In the entries below, the lines from the one with "find the green leaf" through the one with "find the thick branch" are to be copied exactly; both ends count.

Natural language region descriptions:
____________

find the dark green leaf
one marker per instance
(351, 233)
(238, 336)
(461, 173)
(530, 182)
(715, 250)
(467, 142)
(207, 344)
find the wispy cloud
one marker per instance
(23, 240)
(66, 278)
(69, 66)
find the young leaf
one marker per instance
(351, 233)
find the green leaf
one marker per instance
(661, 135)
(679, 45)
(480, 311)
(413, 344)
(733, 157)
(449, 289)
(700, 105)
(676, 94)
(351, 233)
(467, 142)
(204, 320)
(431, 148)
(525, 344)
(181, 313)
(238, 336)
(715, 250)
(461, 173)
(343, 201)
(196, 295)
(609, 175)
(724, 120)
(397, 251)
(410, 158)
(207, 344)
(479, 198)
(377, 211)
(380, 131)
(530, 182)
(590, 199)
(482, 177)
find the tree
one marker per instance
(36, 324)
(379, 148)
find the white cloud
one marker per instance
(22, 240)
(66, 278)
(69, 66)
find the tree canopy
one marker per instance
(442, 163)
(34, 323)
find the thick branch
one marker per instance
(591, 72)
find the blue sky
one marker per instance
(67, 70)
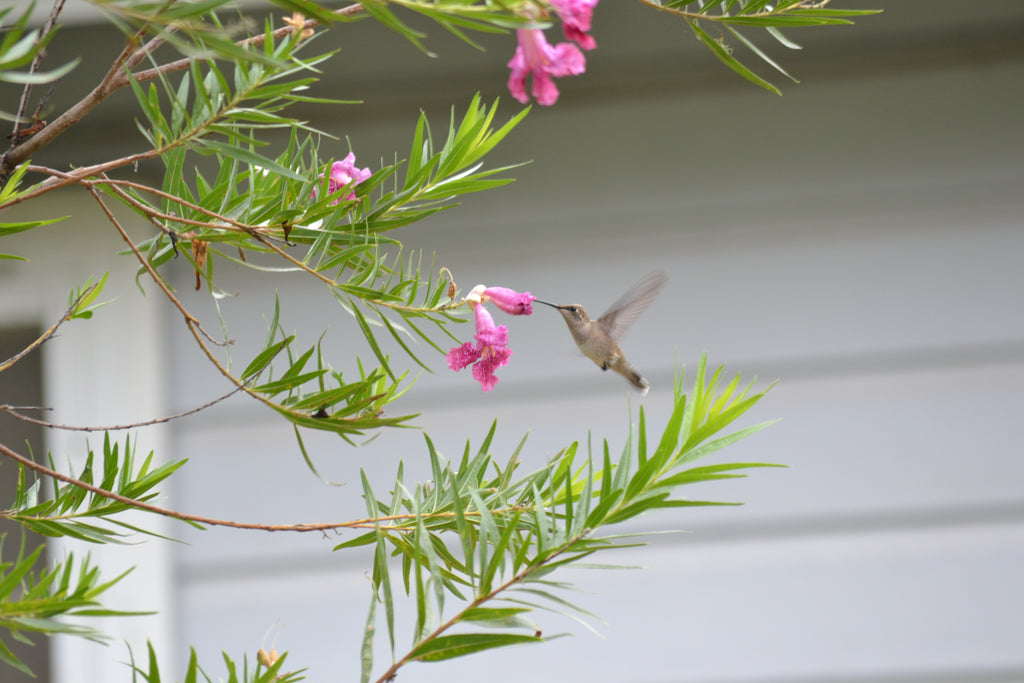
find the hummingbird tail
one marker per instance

____________

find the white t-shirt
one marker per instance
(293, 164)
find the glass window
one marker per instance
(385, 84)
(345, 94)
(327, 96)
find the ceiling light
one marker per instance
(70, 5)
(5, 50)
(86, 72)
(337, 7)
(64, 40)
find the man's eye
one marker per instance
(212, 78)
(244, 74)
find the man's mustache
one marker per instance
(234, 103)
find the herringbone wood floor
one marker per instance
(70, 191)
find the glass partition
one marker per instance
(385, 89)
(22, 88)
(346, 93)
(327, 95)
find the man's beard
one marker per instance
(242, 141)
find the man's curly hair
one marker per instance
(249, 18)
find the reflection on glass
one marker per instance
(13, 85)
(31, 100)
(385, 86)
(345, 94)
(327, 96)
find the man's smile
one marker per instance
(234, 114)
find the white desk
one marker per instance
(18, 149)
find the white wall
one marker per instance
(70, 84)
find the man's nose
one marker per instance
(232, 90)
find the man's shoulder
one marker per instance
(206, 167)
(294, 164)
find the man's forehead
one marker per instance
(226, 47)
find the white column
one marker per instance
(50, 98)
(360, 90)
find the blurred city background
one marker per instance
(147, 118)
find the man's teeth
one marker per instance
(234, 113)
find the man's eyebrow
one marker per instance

____________

▸ Task solution:
find the green leaf
one marker per instance
(661, 135)
(679, 45)
(480, 311)
(413, 344)
(733, 157)
(449, 289)
(700, 105)
(676, 94)
(351, 233)
(467, 142)
(204, 320)
(431, 148)
(525, 344)
(181, 313)
(238, 336)
(715, 250)
(461, 173)
(343, 201)
(196, 295)
(609, 175)
(724, 120)
(397, 251)
(410, 158)
(207, 344)
(479, 198)
(377, 211)
(380, 131)
(530, 182)
(590, 199)
(482, 177)
find the tree
one marker per instance
(36, 324)
(379, 148)
find the white cloud
one marker per instance
(22, 240)
(66, 278)
(69, 66)
find the tree canopy
one marker per instance
(442, 163)
(34, 323)
find the thick branch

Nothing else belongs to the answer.